_Exercise_.
Write the listing out again verbatim, leaving nothing out.

_Input_.
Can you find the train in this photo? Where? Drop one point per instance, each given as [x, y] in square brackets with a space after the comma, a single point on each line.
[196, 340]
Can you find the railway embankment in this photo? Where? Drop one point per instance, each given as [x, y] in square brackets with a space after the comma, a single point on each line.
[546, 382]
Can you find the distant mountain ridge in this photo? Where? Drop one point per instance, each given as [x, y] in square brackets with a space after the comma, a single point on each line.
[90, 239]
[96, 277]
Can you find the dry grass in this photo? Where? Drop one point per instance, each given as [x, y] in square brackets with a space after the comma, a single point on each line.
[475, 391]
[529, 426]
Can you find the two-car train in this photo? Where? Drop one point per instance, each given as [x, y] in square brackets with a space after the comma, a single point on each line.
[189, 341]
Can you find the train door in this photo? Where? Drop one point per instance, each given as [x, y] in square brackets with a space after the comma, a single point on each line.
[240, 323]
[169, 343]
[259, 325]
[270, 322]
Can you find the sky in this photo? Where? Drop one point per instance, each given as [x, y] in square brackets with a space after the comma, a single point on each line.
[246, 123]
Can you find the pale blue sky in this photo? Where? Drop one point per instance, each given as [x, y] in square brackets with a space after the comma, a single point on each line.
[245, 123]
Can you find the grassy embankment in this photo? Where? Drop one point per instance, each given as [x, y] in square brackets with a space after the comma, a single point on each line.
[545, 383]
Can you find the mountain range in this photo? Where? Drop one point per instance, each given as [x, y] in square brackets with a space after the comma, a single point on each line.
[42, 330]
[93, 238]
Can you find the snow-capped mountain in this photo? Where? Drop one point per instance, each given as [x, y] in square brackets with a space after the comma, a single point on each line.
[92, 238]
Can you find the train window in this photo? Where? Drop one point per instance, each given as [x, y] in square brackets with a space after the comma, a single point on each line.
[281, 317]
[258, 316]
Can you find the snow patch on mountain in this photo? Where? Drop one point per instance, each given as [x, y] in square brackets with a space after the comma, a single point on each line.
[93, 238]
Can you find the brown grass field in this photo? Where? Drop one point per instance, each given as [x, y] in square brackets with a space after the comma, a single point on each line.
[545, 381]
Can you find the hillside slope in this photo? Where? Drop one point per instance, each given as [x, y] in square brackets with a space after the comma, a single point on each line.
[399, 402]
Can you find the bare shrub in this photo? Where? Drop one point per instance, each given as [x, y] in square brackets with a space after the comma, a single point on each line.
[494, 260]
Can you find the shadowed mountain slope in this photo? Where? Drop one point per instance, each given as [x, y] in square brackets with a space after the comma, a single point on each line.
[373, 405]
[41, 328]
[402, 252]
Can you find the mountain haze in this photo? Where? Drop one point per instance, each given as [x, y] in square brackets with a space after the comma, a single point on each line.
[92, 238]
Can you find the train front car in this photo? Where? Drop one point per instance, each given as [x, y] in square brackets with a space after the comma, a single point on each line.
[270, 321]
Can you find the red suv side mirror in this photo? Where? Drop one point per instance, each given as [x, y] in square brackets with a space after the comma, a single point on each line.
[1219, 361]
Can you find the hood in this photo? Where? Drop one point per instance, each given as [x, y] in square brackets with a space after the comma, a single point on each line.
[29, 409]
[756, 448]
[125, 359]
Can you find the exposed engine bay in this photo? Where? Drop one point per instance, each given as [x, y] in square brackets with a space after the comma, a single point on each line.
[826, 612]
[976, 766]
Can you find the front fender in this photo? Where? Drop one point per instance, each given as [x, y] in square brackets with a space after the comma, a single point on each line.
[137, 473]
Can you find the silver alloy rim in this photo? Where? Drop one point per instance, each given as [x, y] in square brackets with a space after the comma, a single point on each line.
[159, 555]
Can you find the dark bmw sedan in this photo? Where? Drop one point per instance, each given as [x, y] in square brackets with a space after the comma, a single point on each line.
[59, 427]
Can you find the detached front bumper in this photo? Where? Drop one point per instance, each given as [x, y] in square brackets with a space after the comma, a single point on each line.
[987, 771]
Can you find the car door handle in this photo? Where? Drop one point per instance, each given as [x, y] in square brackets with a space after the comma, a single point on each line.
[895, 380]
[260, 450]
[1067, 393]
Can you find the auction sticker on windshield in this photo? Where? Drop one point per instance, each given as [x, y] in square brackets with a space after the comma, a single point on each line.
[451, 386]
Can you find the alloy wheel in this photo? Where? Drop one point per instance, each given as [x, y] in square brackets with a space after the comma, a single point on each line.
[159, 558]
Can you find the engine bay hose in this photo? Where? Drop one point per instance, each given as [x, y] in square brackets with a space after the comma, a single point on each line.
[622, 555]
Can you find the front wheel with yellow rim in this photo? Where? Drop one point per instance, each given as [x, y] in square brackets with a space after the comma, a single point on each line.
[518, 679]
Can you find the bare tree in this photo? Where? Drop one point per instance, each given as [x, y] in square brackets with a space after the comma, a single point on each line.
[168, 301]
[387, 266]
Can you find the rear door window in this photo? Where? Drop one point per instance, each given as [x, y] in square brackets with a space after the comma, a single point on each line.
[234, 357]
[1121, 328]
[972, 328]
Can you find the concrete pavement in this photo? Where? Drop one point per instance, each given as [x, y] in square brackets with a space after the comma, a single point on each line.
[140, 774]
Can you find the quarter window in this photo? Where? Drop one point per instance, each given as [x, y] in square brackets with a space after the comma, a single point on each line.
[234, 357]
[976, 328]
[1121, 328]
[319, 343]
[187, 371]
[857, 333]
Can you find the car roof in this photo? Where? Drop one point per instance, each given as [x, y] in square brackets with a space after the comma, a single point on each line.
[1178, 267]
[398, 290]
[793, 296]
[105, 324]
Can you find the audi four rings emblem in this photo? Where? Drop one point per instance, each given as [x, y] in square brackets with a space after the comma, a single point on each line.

_Result of this exercise_.
Can you find the train in this photo? Where? Drop one point per instance, each given as [x, y] in square brackets with a space after the comma, a single point on each line.
[196, 340]
Can you find the railway embankment in this photo? Where? Drop one point per instance, each given as [x, y] in square brackets with a space after the comma, a single point on each line.
[546, 382]
Can you find the distant mountain ridge in this photo? Where? Drop one point per instance, each given as [x, y] in square brackets with a space after the comma, a single point on each line.
[90, 239]
[96, 277]
Can you find the dry grass in this photo? Where? Drop one point per instance, each given as [x, y] in square brackets with a space after the comma, a single point on each line.
[475, 391]
[529, 426]
Can you find the two-car train in this photo? Where? Drop one point per instance, each given as [x, y] in square brackets with a space after the comma, a single point on each line.
[189, 341]
Can you find the train door in this photo? Where? Drop one point per instance, each given as [x, y] in square brackets with a space after the comma, a single point on each line.
[240, 323]
[169, 343]
[259, 325]
[270, 322]
Can you find the sky in this photo? Where? Drop one point per instance, each given as [x, y] in square brackets with a space after the comma, a single point on each line.
[246, 123]
Can you find the pale blue sky in this photo? Where? Drop one point per instance, each given as [x, y] in square brackets with a space after the comma, a single point on each line.
[245, 123]
Can you find the grassy embankment in this photo? Where? Drop one point per instance, each given as [x, y] in square brackets with a space after the comma, a single point on each line.
[545, 383]
Can you find the mountain range in this photo? Where? Drop one point per instance, each given as [x, y] in square brackets with a space after the comma, a single point on each line.
[42, 330]
[93, 238]
Can you find the snow-capped mountain in this photo? Where? Drop one point per instance, each given as [x, y] in square brackets with a space after the comma, a single point on each line.
[92, 238]
Can you find the train window in this photo? Where? Drop one point per instance, each given as [x, y] in square brackets with a space after the comma, a single point on each line.
[281, 317]
[258, 316]
Can you find the snow patch on mountain in this photo? Where? Drop one point per instance, each given as [x, y] in square brackets with a space after the comma, a single point on each line.
[93, 238]
Can you find the brown grass field in this photo? Where? Drop one point per instance, each given as [x, y] in square brackets with a space after the comma, a single point on each line.
[545, 381]
Can you find the hillside slope in this photo? Where? Drop one point per instance, each given as [x, y] in square brackets with a space after the comma, a single point on each line.
[399, 402]
Can you find the bare shrub in this photo? Where? Drop one point per instance, each given as [x, y] in square brackets with a space after the comma, a single point on each line.
[494, 260]
Can you find the shadowed mountain slope in this photo? Where? Drop one point per instance, each given as [x, y] in square brackets with a space after the comma, a single point on each line.
[373, 405]
[41, 328]
[402, 252]
Can you find the mountain haze in this photo? Where? Drop one point per instance, each given as [x, y] in square brackets with a space after the comma, a single point on each line.
[92, 238]
Can you find the train front car in this photo? Where? Drop one point per instance, each given as [x, y] in square brackets with a space after the comma, a single point on each line.
[270, 321]
Can you find the red suv side mirror in this photo? Where? Drop one point per instance, each given as [x, y] in square brackets with a space after the comma, a single point on each line.
[1219, 361]
Can you find the hood in this photo? Where? Drop one point per instance, each given as [x, y] in square brackets with a space after the comma, a single point on each line.
[29, 409]
[756, 448]
[125, 359]
Can you find the exposed engine bay in this photo? Where? Drop one point per instance, each given as [x, y] in square brackets with a space after the comma, a single point on each line.
[826, 612]
[976, 766]
Can you find the front fender in this photo? Where? Drop one point per instance, each given as [x, y] in square brackets with a space after the comma, a single point on each line.
[137, 473]
Can you find the silver alloy rim in this photo? Where? Drop one point per instance, each given as [x, y] in square brackets with a space after the comma, a single point on each line.
[159, 555]
Can you find the dark bmw sedan in this photo? Where? Drop one point per instance, each given as [x, y] in square brackets with a space after the comma, a single point on each line.
[59, 427]
Can you find the detached front bumper in this photo? Where? Drop one point per instance, each given as [x, y] in square brackets with a space after the comma, a single point on each line.
[987, 771]
Can you find the car door handle in this photo? Where? Drop one point per instance, each given as [x, y] in square brackets with a space after the comma, a single point on each line.
[895, 380]
[260, 450]
[1067, 393]
Can you find the auction sticker on windshield in this photo? Where? Drop one point per instance, each given as [x, y] in square brackets with a space after the comma, a single point on each line.
[451, 386]
Can you find the alloy wheel in this photo? Where? Drop one point per instance, each given as [x, y] in square brackets with a space after the comma, a single point on each line.
[159, 558]
Can you find the engine bay hose in this photo? Where? Drop one point per instance, each given as [x, y] in square brackets with a space after the comma, a single point on each line.
[622, 555]
Can you find the front wheel with yellow rim in this photo? Where? Drop one point per instance, each given as [x, y] in square brackets with a space after the comma, a single point on each line.
[518, 679]
Can you find the bare tree in this photo? Where? Drop one point per instance, each given as [x, y] in square brackets with a space after the comma, a single point on each line.
[168, 301]
[387, 266]
Can you find the rear door window in this photo? Where? Drop one point per instance, each given as [x, y] in square brackets with a space after the comma, a single point on each line.
[234, 357]
[1121, 328]
[972, 328]
Can you find the concrete pavement in this photo? Where? Drop one point per instance, each given as [x, y] in square brackets with a space after the comma, a single point on each line.
[140, 774]
Can you find the quarter window in this photo? Where? Drop one point per instance, each given as [x, y] in square brackets with a space after the comma, a single point on each line.
[234, 357]
[976, 328]
[1121, 328]
[319, 343]
[187, 371]
[857, 333]
Can you find the car roof in this photo? Where? Drop one point per instance, each given as [x, y] in square brackets with a space after the comma, a single point on each line.
[1178, 267]
[398, 290]
[793, 296]
[105, 324]
Can you find the audi four rings emblem in this photo? Where? Drop one point per instance, each given as [x, y] in square brackets with a space after the comma, a single point on each line.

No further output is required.